[Assignment] The pictures do not belong in the copy. Restate all of the records word for word.
************
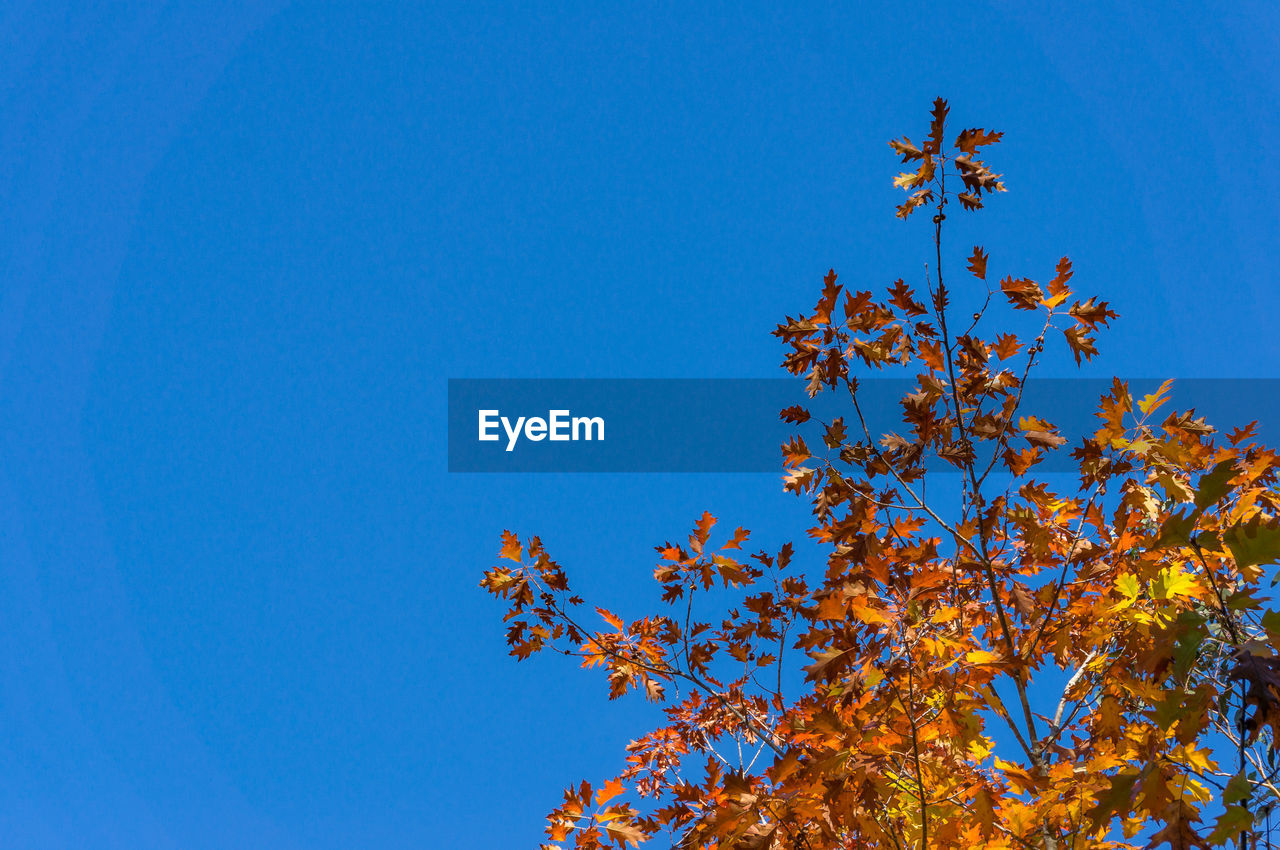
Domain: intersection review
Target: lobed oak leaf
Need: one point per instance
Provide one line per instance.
(795, 415)
(612, 789)
(1023, 293)
(970, 140)
(978, 263)
(511, 548)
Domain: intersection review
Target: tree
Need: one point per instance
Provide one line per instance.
(1015, 668)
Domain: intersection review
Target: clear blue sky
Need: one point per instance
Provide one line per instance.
(246, 243)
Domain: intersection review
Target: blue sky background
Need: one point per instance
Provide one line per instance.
(246, 243)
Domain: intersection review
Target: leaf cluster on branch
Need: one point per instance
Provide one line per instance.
(1016, 667)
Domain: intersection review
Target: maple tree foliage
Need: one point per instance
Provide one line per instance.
(1014, 668)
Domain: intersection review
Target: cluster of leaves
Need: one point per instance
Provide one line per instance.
(1015, 668)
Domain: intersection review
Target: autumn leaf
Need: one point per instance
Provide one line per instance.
************
[Reply to the exercise]
Domain: intersection review
Target: lobed oak leaf
Need: one point per instance
Provide one line per instance.
(795, 415)
(612, 789)
(1023, 293)
(970, 140)
(978, 263)
(511, 548)
Domain: intersection review
Target: tree
Need: one point per instance
Provide one line per instance.
(1015, 668)
Domain: intersection review
Target: clear blue sky
Need: one point per instance
Provide one line per instance.
(246, 243)
Domain: intersection review
Target: blue sky background
Need: one point per instance
Provide one line per instance.
(246, 243)
Domain: intersection review
Target: leaf cluster on branch
Need: one point per instance
Provide one line per instance.
(1016, 667)
Domain: intersection review
Target: maple tree foliage
Need: one point per instance
Provide one line per instance.
(1014, 668)
Domain: intersection review
Target: cluster of leaves
Need: one point per instance
Provide one line per instance.
(1015, 668)
Domain: intersection review
Target: autumn leaf
Need: one point per instance
Provide one line per instance.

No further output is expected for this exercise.